* What to work on
Beginning at the line that contains "Practice. Identify the green", transcribe the remaining lines of the listing exactly; include the final line and omit everything before.

[Object location annotation data]
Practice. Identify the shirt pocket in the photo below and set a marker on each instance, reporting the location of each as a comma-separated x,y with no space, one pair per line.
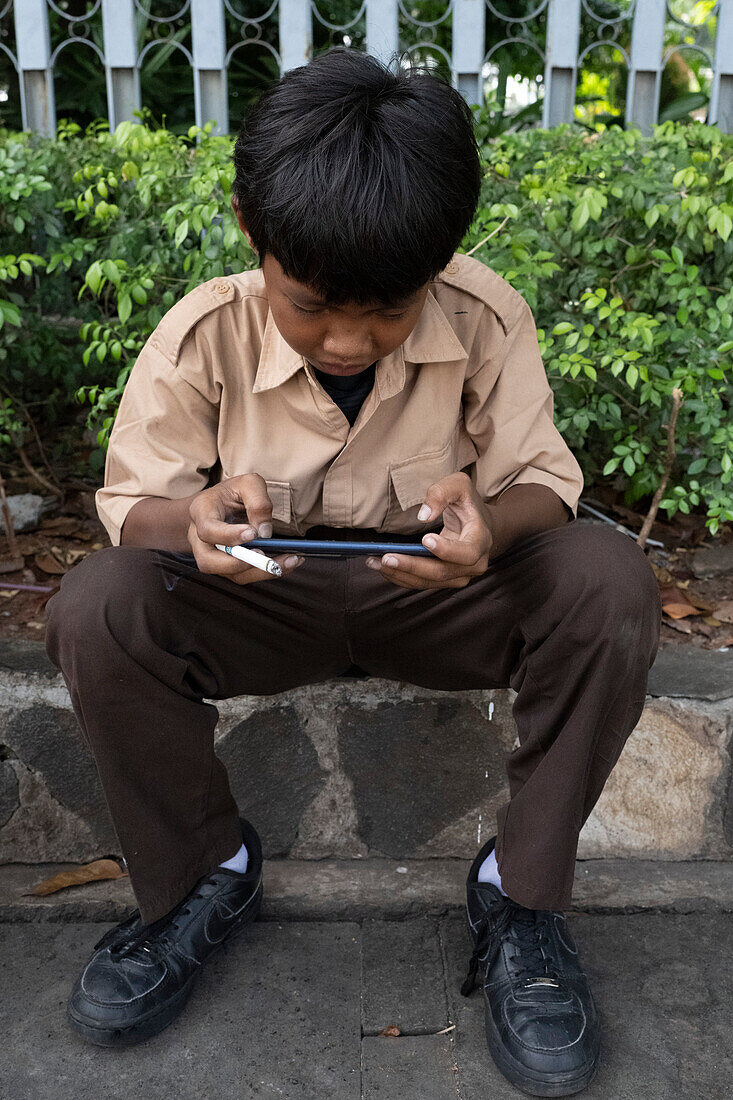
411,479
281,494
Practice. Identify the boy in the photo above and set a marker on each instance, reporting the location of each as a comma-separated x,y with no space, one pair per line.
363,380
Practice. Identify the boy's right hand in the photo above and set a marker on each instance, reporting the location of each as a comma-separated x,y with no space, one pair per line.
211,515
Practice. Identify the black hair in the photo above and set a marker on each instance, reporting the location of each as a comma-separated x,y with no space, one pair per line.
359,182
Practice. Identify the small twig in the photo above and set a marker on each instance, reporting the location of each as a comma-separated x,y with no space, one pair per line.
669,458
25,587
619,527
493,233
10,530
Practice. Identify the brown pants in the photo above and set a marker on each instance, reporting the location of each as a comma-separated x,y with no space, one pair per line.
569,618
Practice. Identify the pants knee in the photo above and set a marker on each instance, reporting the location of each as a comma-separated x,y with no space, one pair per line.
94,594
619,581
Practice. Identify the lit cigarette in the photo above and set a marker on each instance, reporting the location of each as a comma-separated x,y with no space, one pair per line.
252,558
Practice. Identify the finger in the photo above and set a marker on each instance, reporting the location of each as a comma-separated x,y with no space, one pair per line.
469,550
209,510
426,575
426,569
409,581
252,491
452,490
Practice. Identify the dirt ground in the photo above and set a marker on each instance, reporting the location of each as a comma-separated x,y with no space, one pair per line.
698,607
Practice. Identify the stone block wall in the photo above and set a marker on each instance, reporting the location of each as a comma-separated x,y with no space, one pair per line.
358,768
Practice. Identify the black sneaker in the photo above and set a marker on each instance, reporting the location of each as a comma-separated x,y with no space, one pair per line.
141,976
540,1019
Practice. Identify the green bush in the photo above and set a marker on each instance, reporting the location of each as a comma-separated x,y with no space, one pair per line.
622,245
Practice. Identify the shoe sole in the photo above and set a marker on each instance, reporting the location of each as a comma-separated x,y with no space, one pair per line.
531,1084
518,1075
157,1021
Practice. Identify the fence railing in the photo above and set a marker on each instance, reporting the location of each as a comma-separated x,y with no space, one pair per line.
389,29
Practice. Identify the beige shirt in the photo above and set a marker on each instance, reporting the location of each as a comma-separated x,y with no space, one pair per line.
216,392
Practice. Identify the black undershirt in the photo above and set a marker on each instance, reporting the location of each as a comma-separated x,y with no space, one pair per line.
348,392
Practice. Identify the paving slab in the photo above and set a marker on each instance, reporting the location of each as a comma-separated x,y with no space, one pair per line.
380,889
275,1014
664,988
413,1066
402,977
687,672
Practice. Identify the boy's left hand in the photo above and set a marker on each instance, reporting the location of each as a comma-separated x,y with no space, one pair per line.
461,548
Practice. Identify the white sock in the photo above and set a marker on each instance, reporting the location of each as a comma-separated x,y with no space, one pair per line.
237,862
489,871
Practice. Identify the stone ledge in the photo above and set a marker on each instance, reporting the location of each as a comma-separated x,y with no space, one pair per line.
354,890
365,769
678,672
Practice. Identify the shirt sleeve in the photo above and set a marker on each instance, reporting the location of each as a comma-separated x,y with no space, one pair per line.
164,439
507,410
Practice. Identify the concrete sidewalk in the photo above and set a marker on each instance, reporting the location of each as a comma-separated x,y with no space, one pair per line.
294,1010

* Answer below
Practice. Identify the green bush in the photo above and set a marker on each instance, reporting the location of each as a comma-separated x,y with no space, one pair per line.
622,245
Practice. Identify the shoe sole in the photo above and set a marker on each instance, reporting the location of each as a comma-separated x,y with no space, one pair per line.
531,1084
518,1075
157,1021
Practice. Identify the fence railing in the photo above and set a marker on each instance, reporting the location of each as a comma-separated x,y with no space, one pair per line.
389,29
Practice. Identify the beige shirt in the photo above and set a marker on each instance, reporting the location of each as a comma-separated x,y with no space, one pair per line.
216,392
Practice. Identify the black undershirt in the photo above and set a marker on each instance, reporting the location of each as a comma-separated x,y with no space, one pair per line.
348,392
Practice. Identify the paving slab in the photo above and set a marker on each instance, reporting the location of each as a comma-separated x,y with no space, one pair per line.
380,889
275,1014
664,988
413,1066
402,977
687,672
Practice. Identify the boy's left hand in the photo above and set a marker on each instance, reporting the location of each as a comma-separated x,y with no space, one pair per line.
461,548
Practice. Identify the white sock in the photo above and set a marker on each instance, reporting the location of each as a comma-separated x,y with no space, one pair per line.
237,862
489,871
Practice. Identify the stone ledge in the photo above and set a marker on each instance, reporting the location of each as a comma-separated x,y with no space, one pair per line.
354,890
365,769
678,672
Practice. Identify the shirt sleeve in the photo above and set a marker on each instance, reporting the location of each as a comma-separated x,y with no space, one pair per line.
164,439
507,410
Practice. Identify the concrete sidewalk in the photo above and set a marker on each instance, reporting the location of each as a comma-separated x,y with no space, one pair per line.
294,1010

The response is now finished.